Exercise task -> Recast everything from the line containing "Provide one marker per instance of the metal" down to the end of the material as a Markdown table with the columns "Row" and "Line". Give each line its own numbered row, and omit blank lines.

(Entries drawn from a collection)
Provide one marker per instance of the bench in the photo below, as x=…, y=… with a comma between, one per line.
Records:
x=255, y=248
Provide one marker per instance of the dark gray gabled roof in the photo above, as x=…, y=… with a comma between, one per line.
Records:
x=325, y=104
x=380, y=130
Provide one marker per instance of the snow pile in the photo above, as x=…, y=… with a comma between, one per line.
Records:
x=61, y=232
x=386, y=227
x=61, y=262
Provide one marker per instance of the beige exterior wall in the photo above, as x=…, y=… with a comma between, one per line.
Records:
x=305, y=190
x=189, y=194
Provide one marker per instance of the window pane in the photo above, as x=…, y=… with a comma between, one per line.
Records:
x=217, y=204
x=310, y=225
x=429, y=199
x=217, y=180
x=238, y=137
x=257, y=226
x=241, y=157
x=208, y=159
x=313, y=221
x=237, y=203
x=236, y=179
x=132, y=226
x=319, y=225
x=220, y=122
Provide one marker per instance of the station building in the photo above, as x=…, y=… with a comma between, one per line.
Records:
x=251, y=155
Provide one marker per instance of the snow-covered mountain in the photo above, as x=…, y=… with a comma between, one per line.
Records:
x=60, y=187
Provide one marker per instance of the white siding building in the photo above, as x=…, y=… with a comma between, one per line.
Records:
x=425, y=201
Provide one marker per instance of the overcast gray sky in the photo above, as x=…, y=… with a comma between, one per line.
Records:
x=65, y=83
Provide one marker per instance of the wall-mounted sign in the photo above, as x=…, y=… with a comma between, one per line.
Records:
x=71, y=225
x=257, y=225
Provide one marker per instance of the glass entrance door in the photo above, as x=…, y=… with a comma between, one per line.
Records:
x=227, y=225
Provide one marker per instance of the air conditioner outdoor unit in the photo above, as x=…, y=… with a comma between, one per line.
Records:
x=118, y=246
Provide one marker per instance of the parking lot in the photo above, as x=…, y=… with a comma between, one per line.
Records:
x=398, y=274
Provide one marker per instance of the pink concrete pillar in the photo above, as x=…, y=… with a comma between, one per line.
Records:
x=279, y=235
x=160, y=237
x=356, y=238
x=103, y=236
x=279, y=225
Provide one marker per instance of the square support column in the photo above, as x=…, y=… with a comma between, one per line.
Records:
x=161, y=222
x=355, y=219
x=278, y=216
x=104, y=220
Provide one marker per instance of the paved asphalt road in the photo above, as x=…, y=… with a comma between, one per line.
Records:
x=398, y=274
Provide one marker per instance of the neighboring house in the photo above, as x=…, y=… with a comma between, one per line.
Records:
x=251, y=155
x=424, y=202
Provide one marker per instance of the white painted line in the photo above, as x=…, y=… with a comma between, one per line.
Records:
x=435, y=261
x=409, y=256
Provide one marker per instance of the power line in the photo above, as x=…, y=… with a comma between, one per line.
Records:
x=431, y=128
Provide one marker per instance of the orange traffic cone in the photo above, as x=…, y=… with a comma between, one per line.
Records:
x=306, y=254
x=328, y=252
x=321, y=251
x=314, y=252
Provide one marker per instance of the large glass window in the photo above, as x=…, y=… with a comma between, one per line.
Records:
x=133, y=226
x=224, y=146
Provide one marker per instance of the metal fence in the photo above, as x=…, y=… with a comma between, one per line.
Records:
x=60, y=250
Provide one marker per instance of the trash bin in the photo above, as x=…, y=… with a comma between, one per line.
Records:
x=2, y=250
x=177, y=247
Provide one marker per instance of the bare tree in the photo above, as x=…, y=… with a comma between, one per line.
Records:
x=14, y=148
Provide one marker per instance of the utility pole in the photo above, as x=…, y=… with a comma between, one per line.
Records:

Exercise answer ->
| Row | Line |
|---|---|
| 1 | Provide one marker per instance of the metal fence in the photo above, as x=…, y=… with a comma between, one per line. |
| 2 | Records: |
| 3 | x=60, y=250 |
| 4 | Provide one marker per instance of the trash bin in the photo above, as x=…, y=… with a comma between, one per line. |
| 5 | Records: |
| 6 | x=2, y=250 |
| 7 | x=177, y=247 |
| 8 | Provide one marker per instance of the bare tree in the photo above, as x=…, y=… with a comma between, one per line. |
| 9 | Records: |
| 10 | x=14, y=148 |
| 11 | Provide one marker per instance of the utility pole in the photo above, as x=…, y=… with a comma between, one per line. |
| 12 | Records: |